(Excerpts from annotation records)
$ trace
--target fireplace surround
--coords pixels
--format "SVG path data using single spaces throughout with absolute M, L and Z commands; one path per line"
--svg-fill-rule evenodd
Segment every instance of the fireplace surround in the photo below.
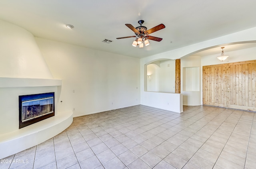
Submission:
M 19 96 L 19 129 L 54 116 L 54 92 Z

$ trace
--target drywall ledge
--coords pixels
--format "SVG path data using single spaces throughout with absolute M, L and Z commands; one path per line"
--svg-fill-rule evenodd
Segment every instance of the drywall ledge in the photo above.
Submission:
M 65 130 L 72 122 L 72 111 L 60 112 L 54 117 L 0 135 L 0 159 L 24 150 L 52 138 Z
M 47 79 L 0 77 L 0 88 L 61 86 L 62 80 Z
M 144 92 L 141 104 L 180 113 L 183 112 L 182 94 Z

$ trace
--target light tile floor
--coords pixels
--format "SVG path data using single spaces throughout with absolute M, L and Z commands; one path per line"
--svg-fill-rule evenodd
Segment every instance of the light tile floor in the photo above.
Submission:
M 0 168 L 256 168 L 254 113 L 183 109 L 138 105 L 76 117 L 53 138 L 1 160 Z

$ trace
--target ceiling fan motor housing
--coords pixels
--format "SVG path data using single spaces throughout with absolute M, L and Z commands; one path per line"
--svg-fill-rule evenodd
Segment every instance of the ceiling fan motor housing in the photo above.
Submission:
M 138 26 L 136 29 L 140 32 L 140 34 L 144 34 L 147 30 L 147 27 L 143 26 Z

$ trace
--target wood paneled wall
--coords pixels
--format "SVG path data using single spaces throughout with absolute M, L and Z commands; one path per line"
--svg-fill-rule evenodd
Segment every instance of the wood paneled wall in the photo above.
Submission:
M 203 104 L 256 111 L 256 60 L 203 67 Z

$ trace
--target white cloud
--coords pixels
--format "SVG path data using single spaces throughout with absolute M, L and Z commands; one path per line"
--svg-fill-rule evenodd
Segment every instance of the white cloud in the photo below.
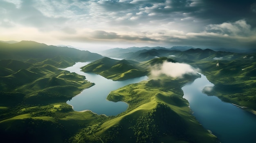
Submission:
M 173 77 L 182 78 L 185 74 L 195 75 L 199 71 L 199 69 L 195 69 L 186 64 L 165 61 L 162 64 L 153 67 L 150 73 L 154 76 L 164 74 Z

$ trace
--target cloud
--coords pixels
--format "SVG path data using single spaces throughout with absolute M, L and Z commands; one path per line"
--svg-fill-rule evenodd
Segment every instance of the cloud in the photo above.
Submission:
M 205 86 L 204 89 L 203 89 L 203 91 L 206 91 L 207 92 L 210 92 L 212 91 L 213 89 L 213 86 Z
M 186 64 L 165 61 L 162 64 L 153 67 L 150 73 L 154 76 L 164 74 L 173 77 L 182 78 L 185 74 L 197 75 L 199 71 L 199 69 L 195 69 Z
M 223 59 L 223 57 L 215 57 L 213 58 L 213 59 L 214 60 L 220 60 L 222 59 Z

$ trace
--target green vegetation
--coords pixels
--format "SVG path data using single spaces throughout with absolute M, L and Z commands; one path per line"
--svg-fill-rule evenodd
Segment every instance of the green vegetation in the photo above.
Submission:
M 198 62 L 193 64 L 215 85 L 211 92 L 205 91 L 207 94 L 256 110 L 255 56 L 243 55 L 234 60 Z
M 66 59 L 63 58 L 64 57 Z M 70 59 L 72 59 L 73 61 L 71 62 L 72 64 L 69 64 L 68 66 L 73 65 L 76 62 L 94 60 L 102 57 L 100 55 L 88 51 L 80 51 L 67 47 L 48 46 L 33 41 L 22 41 L 14 44 L 0 42 L 0 59 L 13 59 L 27 61 L 27 62 L 34 64 L 54 58 L 52 59 L 59 62 L 55 63 L 59 64 L 57 65 L 57 67 L 63 66 L 63 67 L 68 64 L 67 63 L 67 60 L 70 61 L 69 62 L 70 62 Z M 47 62 L 47 64 L 49 64 L 49 63 L 53 62 L 50 60 L 45 62 Z M 44 63 L 42 64 L 42 65 L 44 64 Z
M 125 59 L 121 61 L 105 57 L 81 68 L 84 72 L 94 73 L 114 81 L 124 80 L 146 75 L 148 72 L 137 63 Z
M 108 99 L 125 101 L 129 108 L 118 116 L 107 117 L 90 111 L 75 112 L 65 103 L 92 84 L 84 76 L 57 68 L 55 66 L 61 62 L 58 59 L 0 60 L 0 69 L 5 71 L 0 77 L 2 139 L 42 143 L 218 142 L 191 114 L 188 103 L 182 97 L 181 86 L 197 76 L 186 79 L 162 76 L 113 91 Z M 68 59 L 63 61 L 72 60 Z M 115 72 L 123 79 L 140 71 L 146 75 L 148 67 L 173 61 L 165 57 L 141 63 L 104 59 L 96 70 L 107 71 L 103 73 L 106 74 Z M 15 66 L 17 63 L 20 69 Z
M 103 123 L 94 134 L 104 142 L 218 141 L 190 114 L 182 97 L 180 87 L 189 81 L 162 77 L 111 92 L 108 100 L 126 102 L 129 108 Z

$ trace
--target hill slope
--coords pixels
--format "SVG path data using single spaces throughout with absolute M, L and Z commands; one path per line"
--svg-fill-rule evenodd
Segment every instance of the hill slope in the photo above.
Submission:
M 103 57 L 88 51 L 67 47 L 48 46 L 33 41 L 22 41 L 14 44 L 0 42 L 0 59 L 45 60 L 58 56 L 69 57 L 76 62 L 94 60 Z
M 105 57 L 81 68 L 84 72 L 98 74 L 113 80 L 124 80 L 146 75 L 146 71 L 138 68 L 134 62 Z

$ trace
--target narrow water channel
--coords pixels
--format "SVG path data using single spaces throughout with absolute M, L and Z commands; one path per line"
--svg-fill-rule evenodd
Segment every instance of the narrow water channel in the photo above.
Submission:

* [WORK REQUIRED]: Format every line of the records above as a JSON list of strings, one string per line, skipping blank lines. Omit the pictures from the list.

* [ANSWER TO THE TASK]:
[
  "$ trace",
  "--target fireplace surround",
  "--coords pixels",
  "--format \"SVG path data using single spaces throughout with absolute M, L and Z commands; one path per line\"",
  "--svg-fill-rule evenodd",
  "Segment every instance of the fireplace surround in the photo below.",
  "Submission:",
  "M 19 96 L 19 129 L 54 116 L 54 92 Z",
  "$ trace",
  "--target drywall ledge",
  "--coords pixels",
  "--format \"SVG path data using single spaces throughout with absolute M, L and Z commands; one path per line\"",
  "--svg-fill-rule evenodd",
  "Segment every instance of the drywall ledge in the photo above.",
  "Submission:",
  "M 65 130 L 72 122 L 72 111 L 60 112 L 54 117 L 0 135 L 0 159 L 24 150 L 52 138 Z",
  "M 47 79 L 0 77 L 0 88 L 61 86 L 62 80 Z",
  "M 144 92 L 141 104 L 180 113 L 183 112 L 182 94 Z",
  "$ trace",
  "--target light tile floor",
  "--coords pixels",
  "--format \"SVG path data using single spaces throughout with absolute M, L and Z commands; one path per line\"",
  "--svg-fill-rule evenodd",
  "Segment every instance of the light tile floor in the photo above.",
  "Submission:",
  "M 0 168 L 256 168 L 254 113 L 183 109 L 138 105 L 76 117 L 53 138 L 1 160 Z",
  "$ trace",
  "--target ceiling fan motor housing",
  "--coords pixels",
  "--format \"SVG path data using single spaces throughout with absolute M, L and Z commands; one path per line\"",
  "--svg-fill-rule evenodd",
  "Segment every instance of the ceiling fan motor housing in the photo above.",
  "Submission:",
  "M 138 26 L 136 29 L 140 32 L 140 34 L 144 34 L 147 30 L 147 27 L 143 26 Z",
  "$ trace",
  "--target wood paneled wall",
  "--coords pixels",
  "--format \"SVG path data using single spaces throughout with absolute M, L and Z commands; one path per line\"",
  "--svg-fill-rule evenodd",
  "Segment every instance of the wood paneled wall in the photo above.",
  "Submission:",
  "M 203 104 L 256 111 L 256 60 L 203 67 Z",
  "$ trace",
  "--target white cloud",
  "--coords pixels",
  "--format \"SVG path data using single spaces throughout with absolute M, L and Z commands; one path per line\"",
  "--svg-fill-rule evenodd",
  "Segment every instance of the white cloud in the photo below.",
  "Submission:",
  "M 173 77 L 182 78 L 185 74 L 195 75 L 199 71 L 199 69 L 195 69 L 186 64 L 165 61 L 162 64 L 153 67 L 150 73 L 154 76 L 164 74 Z",
  "$ trace",
  "--target cloud",
  "--coords pixels",
  "--format \"SVG path data using single spaces throughout with absolute M, L and Z commands; one path per line\"",
  "--svg-fill-rule evenodd",
  "Segment every instance of the cloud in the photo above.",
  "Submission:",
  "M 205 86 L 204 89 L 203 89 L 203 91 L 206 91 L 207 92 L 210 92 L 212 91 L 213 89 L 213 86 Z",
  "M 186 64 L 165 61 L 162 64 L 153 67 L 150 73 L 154 76 L 164 74 L 173 77 L 182 78 L 185 74 L 197 75 L 199 71 L 199 69 L 195 69 Z",
  "M 223 59 L 223 57 L 215 57 L 213 58 L 213 59 L 214 60 L 220 60 L 222 59 Z",
  "$ trace",
  "--target green vegetation",
  "--coords pixels",
  "--format \"SVG path data using single spaces throughout with absolute M, L and Z commands; one path per line\"",
  "--svg-fill-rule evenodd",
  "Segment every instance of the green vegetation in the photo above.",
  "Submission:",
  "M 198 62 L 193 64 L 215 85 L 211 92 L 205 91 L 207 94 L 256 110 L 255 56 L 243 55 L 234 60 Z",
  "M 66 59 L 63 58 L 64 57 Z M 70 59 L 72 59 L 73 61 L 71 62 L 72 64 L 69 64 L 68 66 L 73 65 L 76 62 L 94 60 L 102 57 L 100 55 L 88 51 L 80 51 L 67 47 L 48 46 L 33 41 L 22 41 L 14 44 L 0 42 L 0 59 L 13 59 L 27 61 L 27 62 L 34 64 L 54 58 L 52 59 L 59 62 L 55 63 L 59 64 L 57 65 L 57 67 L 63 66 L 63 67 L 68 64 L 67 63 L 67 60 L 70 61 L 69 62 L 70 62 Z M 47 62 L 47 64 L 49 64 L 49 63 L 53 62 L 50 60 L 45 62 Z M 44 63 L 42 64 L 42 65 L 44 64 Z",
  "M 125 59 L 121 61 L 105 57 L 81 68 L 84 72 L 94 73 L 114 81 L 124 80 L 146 75 L 148 72 L 137 63 Z",
  "M 108 99 L 125 101 L 129 108 L 118 116 L 107 117 L 90 111 L 75 112 L 65 103 L 92 84 L 84 76 L 57 68 L 55 66 L 61 62 L 58 59 L 0 60 L 0 69 L 5 71 L 0 77 L 2 139 L 42 143 L 218 142 L 191 114 L 188 103 L 182 97 L 181 86 L 197 76 L 186 79 L 162 76 L 113 91 Z M 68 59 L 63 61 L 72 60 Z M 115 72 L 123 79 L 140 71 L 146 75 L 148 67 L 173 61 L 165 57 L 141 63 L 104 59 L 96 70 L 107 71 L 103 73 L 106 74 Z M 15 66 L 17 63 L 20 69 Z",
  "M 103 123 L 94 134 L 104 142 L 218 141 L 190 114 L 182 97 L 180 87 L 189 81 L 162 77 L 111 92 L 108 100 L 126 102 L 129 108 Z",
  "$ trace",
  "--target hill slope",
  "--coords pixels",
  "--format \"SVG path data using single spaces throughout with absolute M, L and Z commands; one path per line\"",
  "--svg-fill-rule evenodd",
  "Segment every instance of the hill slope in the photo above.",
  "Submission:",
  "M 103 57 L 88 51 L 67 47 L 48 46 L 33 41 L 22 41 L 14 44 L 0 42 L 0 59 L 45 60 L 58 56 L 69 57 L 76 62 L 94 60 Z",
  "M 105 57 L 81 68 L 84 72 L 98 74 L 113 80 L 124 80 L 146 75 L 146 71 L 138 68 L 134 62 Z",
  "$ trace",
  "--target narrow water channel",
  "--coords pixels",
  "--format \"SVG path data using single spaces throughout with absolute M, L and Z commands; one path per line\"",
  "--svg-fill-rule evenodd",
  "Segment every instance of the narrow water channel in the photo above.",
  "Submission:"
]